▶ _Brano proposto_
☆ ☆ ☆

Primo nodo: Distanza/Vicinanza – Un filo di lana

Museo dell’arte moderna di New York, primavera 2010. Marina Abramovic, artista simbolo del linguaggio performativo, racconta così, nella sua autobiografia, uno dei suoi più intensi e straordinari lavori: The Artist is present: “Dovevo stare seduta su una sedia nell’atrio del Museo dell’arte moderna di New York, otto ore al giorno, dieci ore il venerdì, ogni giorno per tre mesi, senza interruzioni e senza muovermi. Senza poter bere, senza mangiare, andare in bagno, alzarmi per fare due passi, stirare le braccia.”

850.000 persone hanno visto quella performance e 1500 si sono sedute di fronte a lei per il tempo che volevano. L’artista restava con gli occhi bassi fino a che uno degli spettatori decideva di occupare la sedia vuota. A quel punto, Marina alzava lo sguardo e si concentrava completamente su quella persona. A quanti decidevano di partecipare all’azione, era chiesto di restare in silenzio e di non fare movimenti bruschi.

A differenza di numerose altre performance dell’Abramovic, al pubblico partecipante, viene chiesto di rispettare una “distanza” e di interagire solo con la presenza e lo sguardo. Di fronte agli occhi scuri, silenziosi e immobili di Marina, si sono viste le più disparate reazioni: riso, commozione, disagio, imbarazzo, evitamento, curiosità. Quando, inaspettatamente, a sedersi di fronte a lei è il suo ex compagno di arte e di vita, la sorpresa e la tempesta di emozioni che scuotono Marina sono visibili nella commozione dei suoi occhi, nell’espressione del suo volto e, infine, nel suo gesto di ricerca di un contatto fisico: Marina, per la prima e unica volta nei tre mesi della durata della perfomance, interrompe la sua immobilità e si ritrova mani nelle mani con Ulay. L’energia di questo incontro viene percepita chiaramente da tutto il pubblico presente nella sala.

☆ ☆ ☆

▶ _Estratto dati_

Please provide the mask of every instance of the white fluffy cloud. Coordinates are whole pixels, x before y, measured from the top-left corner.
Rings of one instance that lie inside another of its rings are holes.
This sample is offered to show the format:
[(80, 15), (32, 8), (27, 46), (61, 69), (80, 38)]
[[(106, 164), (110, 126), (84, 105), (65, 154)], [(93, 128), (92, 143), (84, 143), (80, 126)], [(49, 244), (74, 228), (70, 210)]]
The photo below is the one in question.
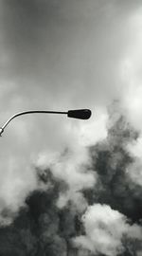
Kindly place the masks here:
[(131, 226), (126, 217), (110, 206), (97, 204), (88, 207), (82, 216), (85, 235), (74, 239), (75, 246), (95, 253), (115, 256), (123, 251), (122, 238), (142, 238), (142, 229)]

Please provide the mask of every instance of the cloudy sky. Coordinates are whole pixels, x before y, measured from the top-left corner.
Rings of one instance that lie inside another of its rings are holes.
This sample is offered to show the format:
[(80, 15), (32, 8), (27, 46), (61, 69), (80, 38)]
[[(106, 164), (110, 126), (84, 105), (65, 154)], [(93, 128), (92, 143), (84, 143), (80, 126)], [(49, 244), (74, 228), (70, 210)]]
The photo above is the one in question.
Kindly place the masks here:
[[(38, 186), (34, 166), (50, 164), (66, 149), (72, 155), (65, 179), (74, 188), (80, 179), (80, 188), (87, 186), (86, 177), (71, 176), (70, 170), (89, 161), (85, 146), (107, 137), (114, 101), (139, 132), (128, 149), (141, 156), (141, 0), (0, 1), (1, 125), (24, 110), (92, 110), (89, 120), (35, 115), (8, 126), (0, 138), (1, 210), (17, 210)], [(132, 174), (136, 182), (138, 174)], [(91, 187), (96, 177), (87, 178)]]

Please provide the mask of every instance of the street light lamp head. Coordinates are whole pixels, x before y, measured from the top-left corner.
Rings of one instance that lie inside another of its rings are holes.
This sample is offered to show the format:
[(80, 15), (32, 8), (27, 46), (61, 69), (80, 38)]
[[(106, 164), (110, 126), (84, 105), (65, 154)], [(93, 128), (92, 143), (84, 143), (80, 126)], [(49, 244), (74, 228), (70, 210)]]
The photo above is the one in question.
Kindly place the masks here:
[(8, 124), (15, 118), (23, 115), (27, 114), (63, 114), (67, 115), (68, 118), (80, 119), (88, 119), (91, 117), (91, 110), (90, 109), (75, 109), (69, 110), (68, 112), (61, 112), (61, 111), (48, 111), (48, 110), (31, 110), (31, 111), (24, 111), (19, 112), (12, 117), (10, 117), (2, 127), (0, 127), (0, 137), (2, 136), (5, 128)]
[(69, 110), (67, 112), (67, 117), (80, 119), (89, 119), (91, 117), (91, 110), (90, 109)]

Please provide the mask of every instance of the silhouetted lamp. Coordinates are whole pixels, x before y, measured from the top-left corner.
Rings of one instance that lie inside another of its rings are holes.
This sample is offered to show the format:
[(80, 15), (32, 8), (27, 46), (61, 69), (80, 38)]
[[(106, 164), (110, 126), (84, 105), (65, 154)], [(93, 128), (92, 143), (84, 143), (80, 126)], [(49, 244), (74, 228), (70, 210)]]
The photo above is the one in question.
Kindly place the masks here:
[(68, 110), (67, 112), (59, 112), (59, 111), (46, 111), (46, 110), (33, 110), (33, 111), (24, 111), (13, 115), (9, 118), (2, 127), (0, 127), (0, 136), (2, 136), (5, 128), (8, 124), (15, 118), (27, 114), (65, 114), (68, 118), (80, 119), (88, 119), (91, 117), (90, 109), (75, 109)]

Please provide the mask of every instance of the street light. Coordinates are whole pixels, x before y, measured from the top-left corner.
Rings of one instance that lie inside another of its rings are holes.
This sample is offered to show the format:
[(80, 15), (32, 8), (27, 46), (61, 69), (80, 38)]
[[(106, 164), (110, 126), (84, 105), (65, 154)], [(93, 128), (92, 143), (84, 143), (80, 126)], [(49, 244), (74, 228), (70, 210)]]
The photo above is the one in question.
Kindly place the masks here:
[(91, 110), (90, 109), (75, 109), (75, 110), (68, 110), (67, 112), (62, 111), (46, 111), (46, 110), (32, 110), (32, 111), (24, 111), (19, 112), (12, 117), (10, 117), (2, 127), (0, 127), (0, 136), (2, 136), (5, 128), (8, 124), (15, 118), (23, 115), (27, 114), (65, 114), (68, 118), (73, 119), (88, 119), (91, 117)]

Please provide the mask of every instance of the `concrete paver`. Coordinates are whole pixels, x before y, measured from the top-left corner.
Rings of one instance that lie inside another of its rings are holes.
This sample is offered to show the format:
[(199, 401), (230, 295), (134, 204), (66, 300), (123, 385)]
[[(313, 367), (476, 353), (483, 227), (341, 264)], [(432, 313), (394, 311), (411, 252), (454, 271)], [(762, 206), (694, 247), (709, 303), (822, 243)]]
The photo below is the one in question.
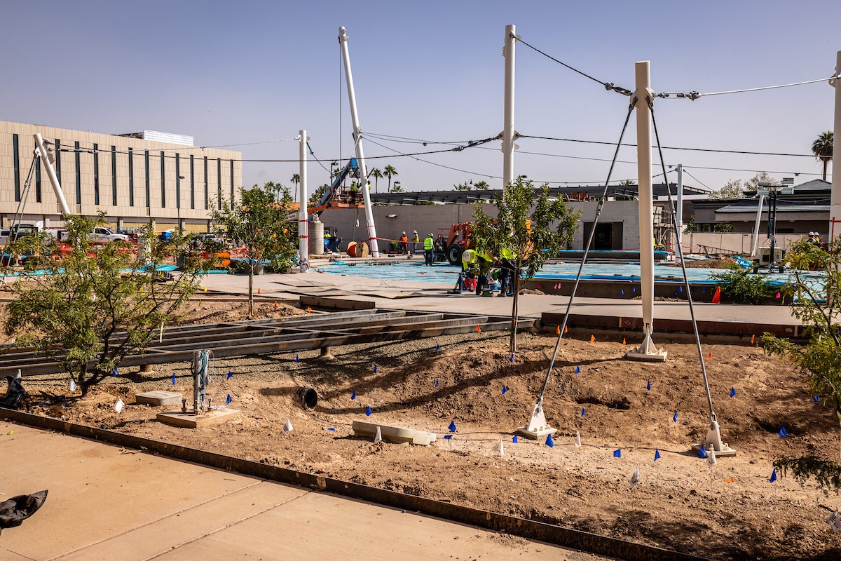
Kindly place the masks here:
[(5, 421), (0, 458), (0, 498), (50, 491), (3, 561), (601, 558)]

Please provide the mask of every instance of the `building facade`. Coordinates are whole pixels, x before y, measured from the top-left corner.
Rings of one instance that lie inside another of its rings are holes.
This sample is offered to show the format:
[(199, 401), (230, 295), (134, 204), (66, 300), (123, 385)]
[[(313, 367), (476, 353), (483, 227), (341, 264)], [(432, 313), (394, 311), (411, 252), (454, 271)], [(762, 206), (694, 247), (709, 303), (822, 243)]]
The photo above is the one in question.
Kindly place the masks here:
[(157, 231), (180, 223), (207, 231), (210, 212), (242, 186), (241, 154), (193, 146), (188, 136), (145, 130), (128, 135), (0, 121), (0, 221), (61, 225), (45, 162), (34, 165), (40, 133), (72, 214), (102, 209), (114, 228), (131, 231), (153, 220)]

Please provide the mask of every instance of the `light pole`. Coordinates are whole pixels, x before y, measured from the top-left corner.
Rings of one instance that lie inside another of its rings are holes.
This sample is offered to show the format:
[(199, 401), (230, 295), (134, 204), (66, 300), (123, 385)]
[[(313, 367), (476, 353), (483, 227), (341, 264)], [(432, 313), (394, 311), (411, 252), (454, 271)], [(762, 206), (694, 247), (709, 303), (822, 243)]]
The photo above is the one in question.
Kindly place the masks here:
[(184, 176), (178, 175), (175, 177), (175, 208), (178, 213), (178, 233), (181, 233), (181, 180)]

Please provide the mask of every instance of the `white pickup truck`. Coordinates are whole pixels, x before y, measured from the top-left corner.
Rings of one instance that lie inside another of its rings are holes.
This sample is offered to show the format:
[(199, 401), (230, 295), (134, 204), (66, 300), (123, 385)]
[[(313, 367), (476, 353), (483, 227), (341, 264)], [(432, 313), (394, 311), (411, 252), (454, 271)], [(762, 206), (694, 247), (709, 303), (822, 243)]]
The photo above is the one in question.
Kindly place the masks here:
[(108, 243), (108, 241), (128, 241), (129, 236), (125, 234), (117, 234), (110, 228), (94, 228), (91, 234), (91, 238), (94, 243)]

☆ ☆ ☆

▶ _Il compito_
Rispondi a queste domande sul brano dedicato alla performance di Marina Abramovic:
(a) Quante ore al giorno doveva restare seduta l'artista, e quante il venerdì?
(b) Quante persone si sono sedute di fronte a lei?
(c) Chi si siede davanti a lei quando interrompe per l'unica volta la sua immobilità?

▶ _Soluzione_
(a) Otto ore al giorno, dieci il venerdì.
(b) 1500 persone.
(c) Ulay, il suo ex compagno di arte e di vita.